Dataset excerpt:
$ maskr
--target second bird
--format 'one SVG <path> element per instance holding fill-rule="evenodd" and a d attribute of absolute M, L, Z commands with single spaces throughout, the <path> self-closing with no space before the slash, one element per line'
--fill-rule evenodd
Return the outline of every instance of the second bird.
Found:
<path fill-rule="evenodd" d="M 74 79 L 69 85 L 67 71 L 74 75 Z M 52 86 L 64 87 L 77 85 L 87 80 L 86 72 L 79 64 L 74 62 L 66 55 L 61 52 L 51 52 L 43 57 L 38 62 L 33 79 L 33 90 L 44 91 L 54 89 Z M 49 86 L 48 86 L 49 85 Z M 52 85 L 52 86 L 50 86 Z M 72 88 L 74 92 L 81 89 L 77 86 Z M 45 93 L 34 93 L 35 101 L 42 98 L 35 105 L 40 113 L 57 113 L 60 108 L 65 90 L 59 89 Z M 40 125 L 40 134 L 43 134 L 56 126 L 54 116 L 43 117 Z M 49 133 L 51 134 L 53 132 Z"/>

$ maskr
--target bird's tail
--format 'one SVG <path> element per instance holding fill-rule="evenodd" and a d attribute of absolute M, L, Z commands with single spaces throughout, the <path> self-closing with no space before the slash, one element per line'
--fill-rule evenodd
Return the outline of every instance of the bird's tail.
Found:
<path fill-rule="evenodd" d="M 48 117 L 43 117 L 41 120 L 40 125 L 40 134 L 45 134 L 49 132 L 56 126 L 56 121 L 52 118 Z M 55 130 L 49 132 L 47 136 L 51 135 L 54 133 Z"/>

(WHAT YOU NEED TO DO):
Render every line of the listing above as a Markdown table with two columns, Row and Line, numbering the rows in order and omitting blank lines.

(SOLUTION TO THE PROBLEM):
| Row | Line |
|---|---|
| 1 | $ maskr |
| 2 | --target second bird |
| 3 | --format 'one SVG <path> element per instance holding fill-rule="evenodd" and a d attribute of absolute M, L, Z commands with single spaces throughout, the <path> self-closing with no space before the slash, one element per line' |
| 4 | --fill-rule evenodd |
| 5 | Return the outline of every instance of the second bird. |
| 6 | Found: |
| 7 | <path fill-rule="evenodd" d="M 74 79 L 69 85 L 67 71 L 74 75 Z M 52 86 L 64 87 L 77 85 L 87 80 L 86 72 L 79 64 L 74 62 L 66 55 L 61 52 L 51 52 L 43 57 L 38 62 L 33 79 L 33 90 L 44 91 L 54 89 Z M 49 86 L 48 86 L 49 85 Z M 52 85 L 52 86 L 50 86 Z M 72 88 L 74 92 L 81 89 L 77 86 Z M 45 93 L 34 93 L 35 101 L 42 98 L 35 105 L 40 113 L 57 113 L 60 108 L 65 90 L 59 89 Z M 40 125 L 40 134 L 43 134 L 56 126 L 54 116 L 43 117 Z M 49 133 L 51 134 L 53 132 Z"/> |
| 8 | $ maskr |
| 9 | --target bird's tail |
| 10 | --format 'one SVG <path> element per instance holding fill-rule="evenodd" and a d attribute of absolute M, L, Z commands with single spaces throughout, the <path> self-closing with no space before the slash, one element per line' |
| 11 | --fill-rule evenodd |
| 12 | Return the outline of every instance of the bird's tail. |
| 13 | Found: |
| 14 | <path fill-rule="evenodd" d="M 48 117 L 43 117 L 41 120 L 40 125 L 40 134 L 45 134 L 49 132 L 56 126 L 56 121 L 52 118 Z M 55 130 L 49 132 L 47 136 L 51 135 L 54 133 Z"/> |